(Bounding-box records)

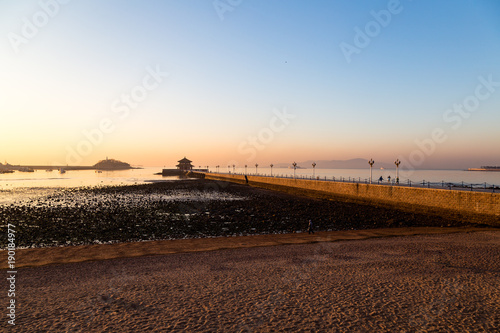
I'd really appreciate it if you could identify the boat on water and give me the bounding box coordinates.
[467,166,500,171]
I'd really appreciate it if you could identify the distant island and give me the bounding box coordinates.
[94,157,134,170]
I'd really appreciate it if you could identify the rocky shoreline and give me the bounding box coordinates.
[0,179,486,248]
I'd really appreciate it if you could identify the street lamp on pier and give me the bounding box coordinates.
[394,159,401,184]
[368,158,375,184]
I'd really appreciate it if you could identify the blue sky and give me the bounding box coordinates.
[0,0,500,168]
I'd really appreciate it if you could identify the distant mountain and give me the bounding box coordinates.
[276,158,396,169]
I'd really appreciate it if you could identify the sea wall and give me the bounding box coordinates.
[205,173,500,226]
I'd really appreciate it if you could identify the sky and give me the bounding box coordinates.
[0,0,500,169]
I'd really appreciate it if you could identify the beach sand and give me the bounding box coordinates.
[7,231,500,332]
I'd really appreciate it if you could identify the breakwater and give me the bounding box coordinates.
[200,173,500,226]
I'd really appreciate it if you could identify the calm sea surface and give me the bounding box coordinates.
[0,166,500,204]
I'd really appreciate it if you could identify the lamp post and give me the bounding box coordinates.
[368,158,375,184]
[394,159,401,184]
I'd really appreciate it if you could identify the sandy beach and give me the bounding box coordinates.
[2,231,500,332]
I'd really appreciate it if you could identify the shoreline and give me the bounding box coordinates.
[0,227,500,269]
[16,231,500,332]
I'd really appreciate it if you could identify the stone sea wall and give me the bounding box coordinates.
[201,173,500,226]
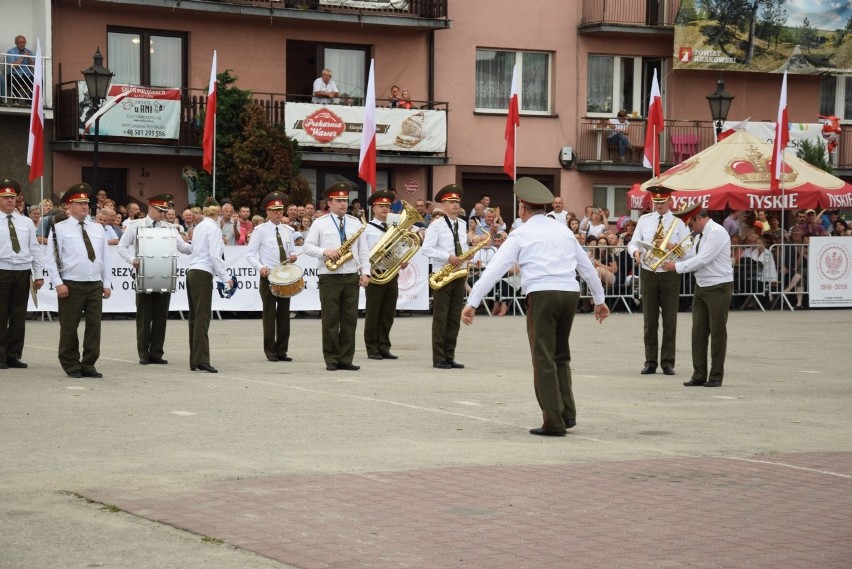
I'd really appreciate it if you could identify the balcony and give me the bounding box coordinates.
[575,118,852,178]
[579,0,679,35]
[53,81,448,165]
[94,0,450,29]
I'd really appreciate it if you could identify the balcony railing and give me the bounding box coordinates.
[575,118,852,175]
[199,0,447,19]
[55,81,448,158]
[580,0,678,26]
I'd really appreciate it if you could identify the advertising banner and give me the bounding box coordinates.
[674,0,852,75]
[284,103,447,154]
[77,81,180,139]
[27,246,429,313]
[808,237,852,308]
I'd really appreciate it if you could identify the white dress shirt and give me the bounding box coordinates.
[44,217,112,288]
[467,214,604,308]
[304,214,370,276]
[0,211,44,280]
[246,221,296,271]
[189,217,231,283]
[627,210,689,273]
[118,215,192,265]
[421,215,468,271]
[675,219,734,286]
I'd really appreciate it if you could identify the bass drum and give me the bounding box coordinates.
[136,227,178,294]
[267,264,305,298]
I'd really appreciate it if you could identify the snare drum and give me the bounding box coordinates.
[267,264,305,298]
[136,226,177,294]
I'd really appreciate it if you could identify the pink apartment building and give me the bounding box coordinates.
[0,0,840,221]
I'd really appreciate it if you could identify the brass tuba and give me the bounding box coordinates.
[429,235,491,290]
[370,201,423,284]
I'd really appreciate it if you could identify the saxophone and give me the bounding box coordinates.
[325,220,367,271]
[429,235,491,290]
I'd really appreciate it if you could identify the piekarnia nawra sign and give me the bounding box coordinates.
[284,103,447,153]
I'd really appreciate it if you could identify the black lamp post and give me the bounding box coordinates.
[81,47,115,193]
[707,79,734,136]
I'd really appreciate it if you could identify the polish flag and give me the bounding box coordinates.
[716,117,751,142]
[27,39,44,182]
[201,49,219,174]
[358,59,376,192]
[503,63,521,180]
[769,71,790,192]
[642,69,666,176]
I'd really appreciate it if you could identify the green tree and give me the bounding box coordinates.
[796,139,833,174]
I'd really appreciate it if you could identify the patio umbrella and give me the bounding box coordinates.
[627,130,852,210]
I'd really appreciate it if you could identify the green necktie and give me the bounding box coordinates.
[275,227,287,263]
[80,221,95,263]
[6,213,21,253]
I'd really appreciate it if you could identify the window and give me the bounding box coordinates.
[586,55,643,116]
[592,184,639,222]
[107,28,186,87]
[475,49,552,114]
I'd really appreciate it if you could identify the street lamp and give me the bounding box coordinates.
[707,79,734,137]
[81,47,115,193]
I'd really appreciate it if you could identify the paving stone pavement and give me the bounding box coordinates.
[0,310,852,569]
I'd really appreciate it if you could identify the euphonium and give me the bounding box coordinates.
[429,235,491,290]
[325,224,367,271]
[370,202,423,284]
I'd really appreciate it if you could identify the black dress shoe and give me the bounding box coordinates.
[530,428,565,437]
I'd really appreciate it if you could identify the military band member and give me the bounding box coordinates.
[627,187,689,375]
[304,182,370,371]
[364,190,399,360]
[44,183,112,377]
[186,205,237,373]
[246,192,296,362]
[118,194,192,365]
[462,178,609,437]
[421,184,467,369]
[0,178,44,369]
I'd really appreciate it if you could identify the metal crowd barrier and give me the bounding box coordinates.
[460,243,808,315]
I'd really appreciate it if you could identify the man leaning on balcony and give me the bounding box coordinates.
[3,36,35,105]
[311,69,340,105]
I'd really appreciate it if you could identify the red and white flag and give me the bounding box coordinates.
[716,117,751,142]
[503,63,521,180]
[201,49,219,174]
[358,59,376,193]
[769,71,790,191]
[642,69,666,176]
[27,39,44,182]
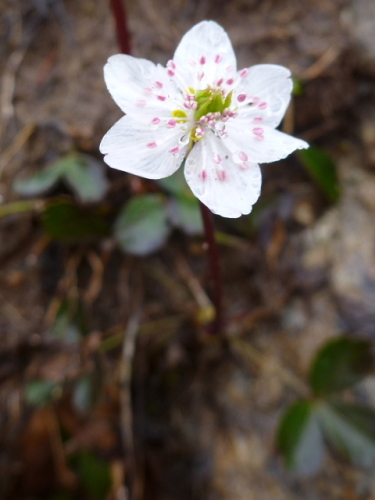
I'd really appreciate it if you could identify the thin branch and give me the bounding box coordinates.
[199,202,223,335]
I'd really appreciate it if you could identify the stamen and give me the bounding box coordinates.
[214,153,223,165]
[217,170,227,181]
[195,127,205,139]
[167,119,177,128]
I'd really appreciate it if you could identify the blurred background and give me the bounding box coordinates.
[0,0,375,500]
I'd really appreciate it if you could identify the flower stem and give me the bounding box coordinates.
[199,202,223,335]
[110,0,131,54]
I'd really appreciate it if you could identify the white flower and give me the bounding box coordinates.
[100,21,308,217]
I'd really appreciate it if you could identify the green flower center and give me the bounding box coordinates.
[194,87,233,121]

**Task details:**
Format every line of the records above as a numbered list, dropping any blank lines. Leave the picture lines out.

**The result:**
1. I'd really appreciate it if you could identify the boat on water and give me the bounding box coordinates.
2. [467,166,500,171]
3. I'd really appreciate it if you could identify the distant island and give me the bounding box coordinates.
4. [94,157,134,170]
5. I'd really appreciate it if you could identify the rocky shoreline and give me the bounding box coordinates.
6. [0,179,486,248]
7. I'd really appreciate it if you could identify the street lamp on pier and give me the bounding box coordinates.
8. [394,159,401,184]
9. [368,158,375,184]
10. I'd really appreciate it if you could identify the blue sky and give me the bounding box coordinates.
11. [0,0,500,168]
12. I'd really appreciate it if you could identify the distant mountain and give me the bounding box coordinates.
13. [276,158,396,169]
14. I'd really appreciate it if you could identify the sea wall and give me the bounding box coordinates.
15. [205,173,500,226]
16. I'd really appreciate it if you could identify the sky and give me the bounding box coordinates.
17. [0,0,500,169]
18. I'd really appreciate it if you could identify the beach sand and give me the bounding box coordinates.
19. [7,231,500,332]
20. I'd really appreciate it if you could identify the breakwater and give me the bounding box coordinates.
21. [200,173,500,226]
22. I'd really appreciate it if you could identify the calm sea surface and give me the bounding box coordinates.
23. [0,166,500,204]
24. I'd really appreciate it if you could identify the lamp post and give me the bounding box coordinates.
25. [368,158,375,184]
26. [394,159,401,184]
27. I'd really appreciate it if you could identify the sandy beach and give me the bounding box coordinates.
28. [2,231,500,332]
29. I'd really appreciate it if you could identify the shoreline and give me the bounding box coordinates.
30. [0,227,500,269]
31. [16,231,500,332]
32. I'd really appreciate it if you could identify the stone sea wall and give me the bounding box coordinates.
33. [201,173,500,226]
34. I'd really appreciate it if you could identify the balcony and give me the bounding box coordinates.
35. [575,118,852,178]
36. [579,0,679,35]
37. [53,81,448,165]
38. [94,0,450,29]
39. I'd really appreciate it if you could identify the balcony railing and give me the bounding box coordinates.
40. [575,118,852,175]
41. [199,0,447,19]
42. [55,81,448,158]
43. [580,0,678,26]
44. I'd really appreciate it if you could identify the advertising banner and give me the bounding box coordinates.
45. [674,0,852,75]
46. [284,103,447,154]
47. [77,81,180,139]
48. [27,246,429,313]
49. [808,237,852,308]
50. I'd really appreciate it if you could identify the white dress shirt and give me the bounding box coordinates.
51. [44,217,112,288]
52. [467,214,604,308]
53. [304,214,370,276]
54. [0,211,44,280]
55. [246,221,296,271]
56. [189,217,231,283]
57. [627,210,689,273]
58. [118,215,192,265]
59. [421,215,468,271]
60. [675,219,734,286]
61. I'd really appreciate it if you could identify the bass drum and give me the bounding box coordinates.
62. [136,227,178,294]
63. [267,264,305,298]
64. I'd really appreciate it if you could identify the snare drum and give me the bounding box coordinates.
65. [267,264,305,298]
66. [136,226,177,294]
67. I'd really appreciate it if you could identify the pink apartment building and give me the bounding box coordinates.
68. [0,0,840,221]
69. I'd really appreciate it if you could identify the brass tuba and give me the bounding box coordinates.
70. [429,235,491,290]
71. [370,201,423,284]
72. I'd really appreciate it if you could identify the saxophone and give me the bounding box coordinates.
73. [325,220,367,271]
74. [429,235,491,290]
75. I'd really appreciate it if you could identify the piekarnia nawra sign and give me the bounding box coordinates.
76. [284,103,447,153]
77. I'd really appreciate it if you could identify the black lamp post and give me the bounding box coordinates.
78. [81,47,115,193]
79. [707,79,734,136]
80. I'd really appreciate it if you could identify the polish flag and give me the bounding box coordinates.
81. [716,117,751,142]
82. [27,39,44,182]
83. [201,49,219,174]
84. [358,59,376,192]
85. [503,63,521,180]
86. [769,71,790,192]
87. [642,69,666,176]
88. I'd really appreciate it if you could identify the green tree and give me the bounding box coordinates.
89. [796,139,833,174]
90. I'd really appreciate it if you could identify the patio umbrella and give me the bounding box coordinates.
91. [627,130,852,210]
92. I'd really appreciate it if you could identify the green necktie and give me the bounding box coordinates.
93. [275,227,287,263]
94. [80,221,95,263]
95. [6,213,21,253]
96. I'd really appreciate it if you could identify the window and give me the bounding box coordinates.
97. [586,55,643,116]
98. [592,184,639,222]
99. [107,28,186,87]
100. [475,49,552,114]
101. I'd really appreciate it if you could identify the street lamp and give me the bounding box coordinates.
102. [707,79,734,137]
103. [81,47,115,193]
104. I'd really appreciate it if you could identify the paving stone pavement and give me the bounding box coordinates.
105. [0,310,852,569]
106. I'd really appreciate it if you could identify the euphonium and give me the bounding box coordinates.
107. [429,235,491,290]
108. [325,224,367,271]
109. [370,202,423,284]
110. I'd really appreciate it if you could identify the black dress shoe and give me the bounding box coordinates.
111. [530,428,565,437]
112. I'd really appreciate it if you could identify the military band member and give me the bounding box coordinates.
113. [627,187,689,375]
114. [304,182,370,371]
115. [364,190,399,360]
116. [44,183,112,377]
117. [186,205,237,373]
118. [246,192,296,362]
119. [118,194,192,365]
120. [462,178,609,437]
121. [421,184,467,369]
122. [0,178,44,369]
123. I'd really appreciate it if you could identify the metal crowd barrier and give me the bounding box coordinates.
124. [460,243,808,315]
125. I'd really appreciate it if you could identify the man leaning on balcony and give me the bounding box coordinates.
126. [3,36,35,105]
127. [311,69,340,105]
128. I'd really appreciate it if you could identify the red and white flag and give me the bounding box coordinates.
129. [716,117,751,142]
130. [503,63,521,180]
131. [201,49,219,174]
132. [358,59,376,193]
133. [769,71,790,191]
134. [642,69,666,176]
135. [27,39,44,182]
136. I'd really appreciate it if you could identify the thin branch and give me the bounding box coordinates.
137. [199,202,223,335]
138. I'd really appreciate it if you could identify the stamen and give me the bounding box coordinates.
139. [214,153,223,165]
140. [217,170,227,181]
141. [195,127,205,139]
142. [167,119,177,128]
143. I'd really appreciate it if you could identify the blurred background and give me the bounding box coordinates.
144. [0,0,375,500]
145. I'd really appreciate it if you could identify the flower stem and give me the bounding box coordinates.
146. [199,202,223,335]
147. [110,0,131,54]
148. I'd really appreciate it if you could identify the white flower and give me the bounding box coordinates.
149. [100,21,308,217]
150. I'd really appreciate it if you could identify the green flower center and give me the bounding box coordinates.
151. [194,87,233,121]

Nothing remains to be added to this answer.